### SUPPLIED INFORMATION:
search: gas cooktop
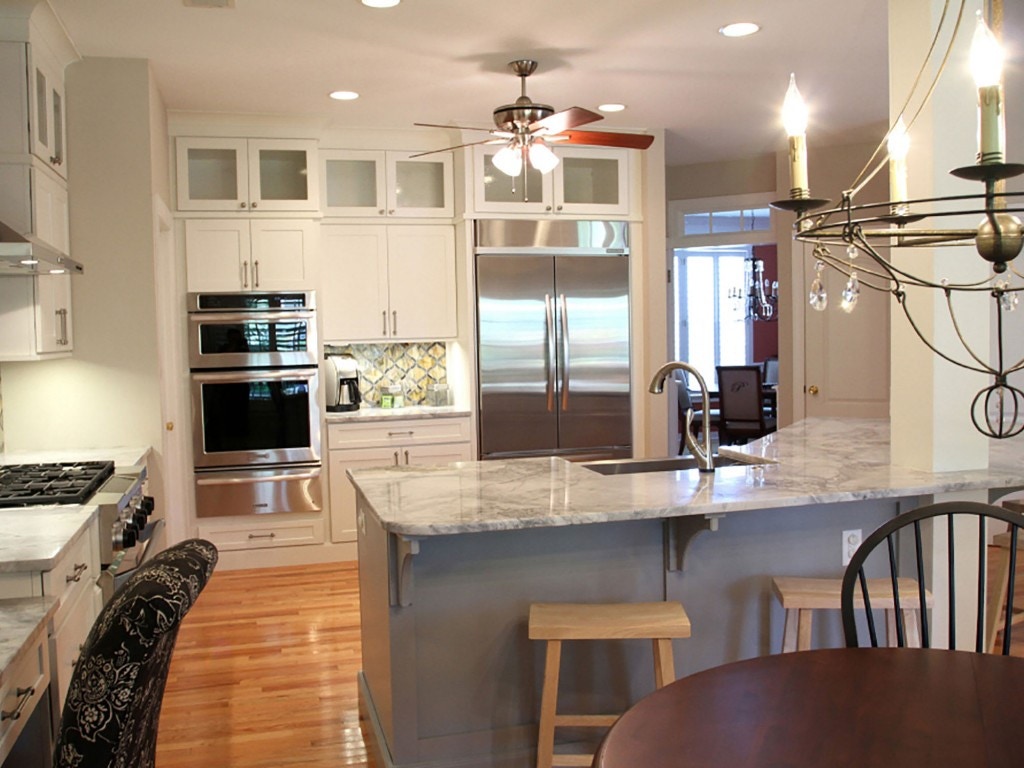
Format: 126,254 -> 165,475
0,461 -> 114,507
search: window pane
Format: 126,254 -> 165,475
711,211 -> 742,233
683,213 -> 711,234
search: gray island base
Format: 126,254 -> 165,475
350,420 -> 1024,768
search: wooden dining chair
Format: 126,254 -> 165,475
842,502 -> 1024,655
716,366 -> 776,445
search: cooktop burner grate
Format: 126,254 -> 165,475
0,461 -> 114,507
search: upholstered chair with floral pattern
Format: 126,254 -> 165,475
53,539 -> 217,768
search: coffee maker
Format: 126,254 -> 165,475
327,354 -> 362,412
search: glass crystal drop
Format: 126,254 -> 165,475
840,272 -> 860,312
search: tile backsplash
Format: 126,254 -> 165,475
324,341 -> 447,406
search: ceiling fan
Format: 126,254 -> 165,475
414,58 -> 654,176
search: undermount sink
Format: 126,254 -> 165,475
580,455 -> 761,475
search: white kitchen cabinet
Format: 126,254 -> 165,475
0,273 -> 75,361
473,145 -> 630,216
176,136 -> 319,213
185,219 -> 317,291
321,224 -> 457,342
328,417 -> 472,543
319,150 -> 455,218
0,519 -> 102,713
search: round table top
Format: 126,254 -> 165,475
594,648 -> 1024,768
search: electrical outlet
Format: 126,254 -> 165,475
843,528 -> 861,565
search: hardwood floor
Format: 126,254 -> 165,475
157,548 -> 1024,768
157,563 -> 373,768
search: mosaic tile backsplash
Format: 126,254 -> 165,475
324,341 -> 447,406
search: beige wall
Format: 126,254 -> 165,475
2,58 -> 168,451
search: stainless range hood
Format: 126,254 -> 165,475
0,221 -> 85,278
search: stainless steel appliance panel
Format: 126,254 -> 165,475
196,464 -> 324,517
476,255 -> 558,456
555,256 -> 632,451
191,368 -> 319,468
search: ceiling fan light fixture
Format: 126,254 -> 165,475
529,140 -> 558,173
490,144 -> 522,177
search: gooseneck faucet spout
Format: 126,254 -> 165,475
649,360 -> 715,472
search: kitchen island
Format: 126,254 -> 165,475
350,420 -> 1024,767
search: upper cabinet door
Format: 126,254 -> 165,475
176,137 -> 319,213
249,138 -> 319,212
387,152 -> 455,218
176,137 -> 249,212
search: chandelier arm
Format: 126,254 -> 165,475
896,293 -> 993,375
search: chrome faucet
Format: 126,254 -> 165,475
648,360 -> 715,472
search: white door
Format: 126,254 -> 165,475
319,225 -> 389,343
387,224 -> 456,340
797,257 -> 891,419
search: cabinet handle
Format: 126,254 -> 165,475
0,685 -> 36,722
65,562 -> 89,584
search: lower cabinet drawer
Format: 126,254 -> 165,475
199,518 -> 324,550
0,631 -> 50,762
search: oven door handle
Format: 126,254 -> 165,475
191,368 -> 317,384
196,467 -> 321,485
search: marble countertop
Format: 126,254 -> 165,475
326,406 -> 469,424
348,419 -> 1024,536
0,597 -> 57,686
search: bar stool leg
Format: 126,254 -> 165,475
653,637 -> 676,688
537,640 -> 562,768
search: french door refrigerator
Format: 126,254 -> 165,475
475,220 -> 632,459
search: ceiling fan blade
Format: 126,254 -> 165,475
529,106 -> 604,133
409,138 -> 508,158
544,131 -> 654,150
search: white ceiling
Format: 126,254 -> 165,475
49,0 -> 887,165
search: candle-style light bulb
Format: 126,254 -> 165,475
971,11 -> 1007,163
888,117 -> 910,216
782,74 -> 810,199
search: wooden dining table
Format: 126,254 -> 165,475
593,648 -> 1024,768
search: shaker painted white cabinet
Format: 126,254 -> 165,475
321,224 -> 457,343
185,219 -> 317,292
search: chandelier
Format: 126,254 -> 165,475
772,0 -> 1024,438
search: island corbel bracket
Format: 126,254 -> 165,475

### INSTRUCTIONS FOR THE TASK:
Copy the whole listing above line for line, without the picture.

### TASK ANSWER:
search: gas cooktop
Format: 126,254 -> 165,475
0,461 -> 114,507
search: window pane
Format: 126,254 -> 165,475
711,211 -> 742,233
683,213 -> 711,234
search: gray island base
Format: 126,254 -> 165,475
350,420 -> 1024,768
search: wooden dining chair
Format: 126,254 -> 165,475
842,502 -> 1024,655
716,366 -> 776,445
search: cooktop burner grate
Format: 126,254 -> 165,475
0,461 -> 114,507
search: upholstered chair with floral pattern
Format: 126,254 -> 165,475
53,539 -> 217,768
search: coffee maker
Format: 126,254 -> 165,475
327,354 -> 362,412
search: glass crystal drop
Format: 126,254 -> 165,475
840,272 -> 860,312
search: tile backsplash
Format: 126,254 -> 165,475
324,341 -> 447,406
search: ceiling fan
Format: 126,254 -> 165,475
414,58 -> 654,176
search: undermount sink
Format: 126,254 -> 165,475
580,455 -> 761,475
search: white kitchen cabinet
Format: 126,254 -> 165,475
0,273 -> 75,361
473,145 -> 630,216
176,136 -> 319,213
185,219 -> 317,291
321,224 -> 457,342
328,417 -> 472,543
319,150 -> 455,218
0,519 -> 102,713
search: round table top
Format: 126,254 -> 165,475
594,648 -> 1024,768
search: electrical outlet
Format: 126,254 -> 165,475
843,528 -> 861,565
search: hardwood floor
Format: 126,254 -> 165,475
157,548 -> 1024,768
157,563 -> 373,768
search: mosaic tile backsplash
Format: 126,254 -> 165,475
324,341 -> 447,406
search: beige wall
Format: 126,254 -> 165,475
2,58 -> 168,451
search: stainless range hood
Format: 126,254 -> 165,475
0,221 -> 85,278
search: stainless steel appliance panel
Format: 126,254 -> 165,475
196,464 -> 324,517
476,255 -> 558,456
555,256 -> 632,451
191,368 -> 319,468
search: ceiling fan light fixture
Format: 126,254 -> 165,475
529,140 -> 558,173
490,144 -> 522,177
search: gooseneck faucet spout
Format: 126,254 -> 165,475
649,360 -> 715,472
search: kitchen island
Format: 126,254 -> 165,475
350,420 -> 1024,767
search: upper cabinet door
Format: 126,254 -> 165,475
176,137 -> 319,213
249,138 -> 319,212
387,152 -> 455,218
176,137 -> 249,212
search: chandelier arm
Format: 126,254 -> 165,475
896,293 -> 993,375
search: chrome faucet
Format: 126,254 -> 165,475
648,360 -> 715,472
search: white door
Format: 126,254 -> 165,475
319,225 -> 389,343
387,224 -> 456,340
797,257 -> 891,419
search: cabinet handle
Format: 126,254 -> 165,475
0,685 -> 36,722
65,562 -> 89,584
search: lower cabinet drawer
Format: 126,254 -> 165,475
199,518 -> 324,550
0,631 -> 50,762
search: oven door handle
Format: 126,254 -> 165,475
191,368 -> 317,384
196,467 -> 321,485
search: marble countertop
Format: 126,254 -> 165,475
326,406 -> 469,424
348,419 -> 1024,536
0,597 -> 57,686
search: bar stool leg
Format: 126,254 -> 165,475
653,637 -> 676,688
537,640 -> 562,768
search: french door refrigerator
Format: 126,254 -> 165,475
475,220 -> 632,459
search: ceiling fan blade
Format: 126,254 -> 165,475
529,106 -> 604,133
409,138 -> 508,158
544,131 -> 654,150
search: white ceiling
Format: 126,254 -> 165,475
49,0 -> 887,165
search: candle-style light bulb
Format: 126,254 -> 165,475
971,11 -> 1007,163
888,117 -> 910,216
782,74 -> 810,199
search: wooden dining table
Format: 126,254 -> 165,475
593,648 -> 1024,768
search: shaker painted white cabinet
Format: 126,254 -> 165,475
321,224 -> 457,343
185,219 -> 317,292
search: chandelier
Format: 126,254 -> 165,475
772,0 -> 1024,438
search: island corbel bracket
Format: 126,254 -> 165,475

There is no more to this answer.